Exercise goal
Locate every line in the material below that contains the word "light" and copy each of those lines.

********

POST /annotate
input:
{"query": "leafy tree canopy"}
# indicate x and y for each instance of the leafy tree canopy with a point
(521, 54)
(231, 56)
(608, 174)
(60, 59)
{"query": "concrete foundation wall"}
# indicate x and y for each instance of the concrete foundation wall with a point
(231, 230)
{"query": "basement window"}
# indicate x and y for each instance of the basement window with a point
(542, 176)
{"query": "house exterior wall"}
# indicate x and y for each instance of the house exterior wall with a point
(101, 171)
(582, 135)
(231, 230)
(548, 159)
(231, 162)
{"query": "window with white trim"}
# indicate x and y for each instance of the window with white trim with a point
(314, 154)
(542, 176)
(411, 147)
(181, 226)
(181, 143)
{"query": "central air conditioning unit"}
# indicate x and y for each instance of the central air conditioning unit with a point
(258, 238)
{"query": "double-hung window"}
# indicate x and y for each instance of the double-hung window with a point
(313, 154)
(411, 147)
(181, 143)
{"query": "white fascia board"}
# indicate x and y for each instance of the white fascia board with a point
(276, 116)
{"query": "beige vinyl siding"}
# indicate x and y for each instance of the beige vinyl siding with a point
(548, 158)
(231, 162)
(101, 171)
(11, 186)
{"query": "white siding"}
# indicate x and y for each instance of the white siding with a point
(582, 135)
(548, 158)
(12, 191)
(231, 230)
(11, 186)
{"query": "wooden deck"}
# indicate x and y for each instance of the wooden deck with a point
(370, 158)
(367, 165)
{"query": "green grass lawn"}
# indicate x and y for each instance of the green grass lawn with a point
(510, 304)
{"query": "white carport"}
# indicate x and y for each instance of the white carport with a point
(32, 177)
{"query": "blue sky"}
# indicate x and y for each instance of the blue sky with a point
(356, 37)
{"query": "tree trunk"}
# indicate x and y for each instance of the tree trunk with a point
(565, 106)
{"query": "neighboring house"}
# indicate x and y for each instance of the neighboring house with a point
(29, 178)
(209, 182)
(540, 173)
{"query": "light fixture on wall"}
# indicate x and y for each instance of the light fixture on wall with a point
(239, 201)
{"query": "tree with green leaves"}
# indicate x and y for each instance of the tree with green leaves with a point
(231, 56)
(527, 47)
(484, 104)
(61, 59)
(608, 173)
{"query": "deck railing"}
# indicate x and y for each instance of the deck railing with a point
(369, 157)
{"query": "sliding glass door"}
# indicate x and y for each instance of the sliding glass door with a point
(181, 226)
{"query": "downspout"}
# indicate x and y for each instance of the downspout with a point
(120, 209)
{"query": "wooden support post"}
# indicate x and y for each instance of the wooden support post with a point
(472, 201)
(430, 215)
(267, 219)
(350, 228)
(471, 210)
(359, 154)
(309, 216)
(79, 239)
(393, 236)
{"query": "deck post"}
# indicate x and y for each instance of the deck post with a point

********

Result for this exercise
{"query": "light fixture on wall"}
# indicate x and y for each instance of the light fixture on wall with a point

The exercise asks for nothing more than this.